Extracted data entries
▶
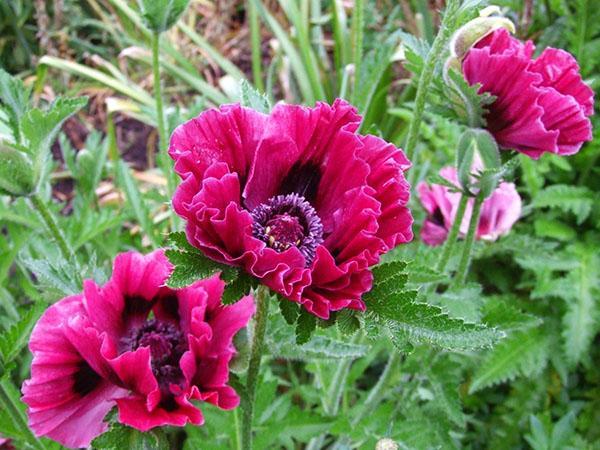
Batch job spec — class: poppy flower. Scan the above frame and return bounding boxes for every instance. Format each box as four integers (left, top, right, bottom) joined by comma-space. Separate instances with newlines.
417, 167, 521, 246
169, 100, 412, 319
22, 251, 254, 447
462, 28, 594, 159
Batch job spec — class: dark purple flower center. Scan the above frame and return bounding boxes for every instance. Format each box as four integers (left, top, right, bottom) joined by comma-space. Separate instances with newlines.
121, 319, 187, 398
252, 194, 323, 265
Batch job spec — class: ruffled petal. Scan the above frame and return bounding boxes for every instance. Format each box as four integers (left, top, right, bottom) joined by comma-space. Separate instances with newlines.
169, 104, 267, 180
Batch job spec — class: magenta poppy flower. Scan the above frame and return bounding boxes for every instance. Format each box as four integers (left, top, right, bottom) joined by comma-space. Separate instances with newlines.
22, 251, 254, 447
417, 167, 521, 245
169, 100, 412, 319
462, 28, 594, 159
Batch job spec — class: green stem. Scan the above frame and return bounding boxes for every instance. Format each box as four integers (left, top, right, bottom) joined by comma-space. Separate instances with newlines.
152, 32, 178, 229
436, 194, 469, 272
152, 32, 167, 151
0, 379, 45, 450
242, 286, 269, 450
454, 193, 484, 285
405, 0, 460, 161
352, 350, 398, 426
246, 0, 265, 92
352, 0, 365, 101
29, 194, 81, 284
233, 408, 242, 450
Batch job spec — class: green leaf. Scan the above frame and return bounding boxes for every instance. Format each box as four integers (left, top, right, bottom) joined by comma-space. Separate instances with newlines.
117, 160, 160, 247
91, 424, 169, 450
139, 0, 190, 33
336, 309, 360, 336
533, 184, 594, 225
268, 335, 369, 361
165, 249, 238, 289
0, 143, 36, 196
482, 297, 542, 332
277, 295, 301, 325
21, 97, 88, 159
363, 262, 504, 350
445, 69, 496, 127
0, 68, 31, 139
240, 80, 271, 114
469, 328, 550, 393
0, 304, 45, 366
296, 308, 317, 345
562, 244, 600, 365
21, 97, 88, 190
222, 270, 258, 305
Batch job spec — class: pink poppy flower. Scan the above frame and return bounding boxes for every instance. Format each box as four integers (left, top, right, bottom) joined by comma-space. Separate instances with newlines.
169, 100, 412, 319
22, 250, 254, 447
417, 167, 521, 246
462, 28, 594, 159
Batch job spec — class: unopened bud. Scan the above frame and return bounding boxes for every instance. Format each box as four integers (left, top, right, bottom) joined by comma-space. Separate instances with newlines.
450, 7, 515, 61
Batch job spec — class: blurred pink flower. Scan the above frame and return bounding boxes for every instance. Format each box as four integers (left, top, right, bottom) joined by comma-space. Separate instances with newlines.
462, 28, 594, 159
169, 99, 412, 319
22, 250, 255, 447
417, 167, 521, 245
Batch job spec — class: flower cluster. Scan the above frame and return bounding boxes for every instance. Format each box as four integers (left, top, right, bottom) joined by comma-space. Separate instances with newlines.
22, 251, 255, 447
462, 28, 594, 159
417, 167, 521, 245
169, 100, 412, 319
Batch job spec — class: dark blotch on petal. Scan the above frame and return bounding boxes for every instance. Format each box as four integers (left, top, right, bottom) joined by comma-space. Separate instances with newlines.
123, 295, 154, 322
278, 162, 321, 203
73, 361, 102, 397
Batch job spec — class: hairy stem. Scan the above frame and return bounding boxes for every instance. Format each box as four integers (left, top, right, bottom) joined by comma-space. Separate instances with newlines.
242, 285, 269, 450
405, 0, 460, 161
352, 0, 365, 101
29, 194, 81, 284
454, 192, 484, 285
247, 0, 265, 92
152, 32, 178, 229
352, 350, 398, 426
436, 194, 469, 272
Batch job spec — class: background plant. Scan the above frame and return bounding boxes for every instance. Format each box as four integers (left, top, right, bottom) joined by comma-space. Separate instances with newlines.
0, 0, 600, 450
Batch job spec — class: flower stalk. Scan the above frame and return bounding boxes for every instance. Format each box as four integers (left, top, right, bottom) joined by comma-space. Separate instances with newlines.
454, 192, 485, 284
436, 193, 469, 272
405, 0, 460, 161
242, 285, 269, 450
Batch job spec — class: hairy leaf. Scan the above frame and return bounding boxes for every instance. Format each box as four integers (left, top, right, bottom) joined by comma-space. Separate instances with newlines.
469, 328, 549, 393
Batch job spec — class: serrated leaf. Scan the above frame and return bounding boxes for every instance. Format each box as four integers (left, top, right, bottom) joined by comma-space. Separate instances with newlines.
268, 335, 369, 361
482, 297, 542, 331
366, 291, 504, 350
165, 249, 238, 289
0, 304, 45, 366
562, 244, 600, 365
222, 271, 258, 305
469, 328, 550, 393
138, 0, 190, 33
277, 295, 301, 325
296, 308, 317, 345
21, 97, 88, 159
336, 309, 360, 336
533, 184, 594, 224
240, 79, 271, 114
0, 68, 31, 142
91, 424, 169, 450
0, 143, 35, 196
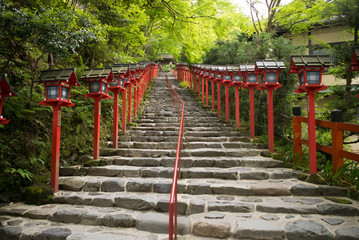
◀
## [Prompt]
Add -9 to every bounding-box coordinate in the answers and reproduce the rows, requests included, in the stretch from the line containing "Batch job spec — class: dark purple" through the line containing "233, 408, 242, 450". Include only those lines.

## [Correct response]
Batch job spec — class: dark purple flower center. Scan the above frame and return bounding boxes for every instance. Format each box as four integers (left, top, right, bottom) joined by comma-space. Separate instances with newlines.
112, 310, 178, 389
243, 185, 314, 256
Batch job spec — class: ruffled petal. Scan the above frame and return bounding boxes for every instance. Format each box as four integers (left, top, right, bottom) joined by comma-space. Separate instances with newlines.
160, 95, 258, 171
Batch job spec — class: magenta poppy flower. Scan the above frame and return bounding boxes for every instance. Format each box as four integers (left, top, right, bottom) joined by comma-space. Separate instances with newlines.
13, 242, 245, 438
408, 158, 512, 236
160, 91, 403, 310
453, 19, 585, 150
Batch job spec — class: green stem. Scan the above frame and return bounding boxes for every instance. Format each box as four integers (left, top, right, bottom) joined by comma-space. Separate instances with newlines.
143, 23, 169, 220
427, 185, 460, 263
143, 23, 158, 142
-9, 370, 36, 441
233, 277, 260, 441
445, 184, 475, 276
396, -9, 451, 152
343, 341, 389, 417
237, -9, 256, 83
343, -9, 356, 92
20, 185, 72, 275
224, 399, 233, 441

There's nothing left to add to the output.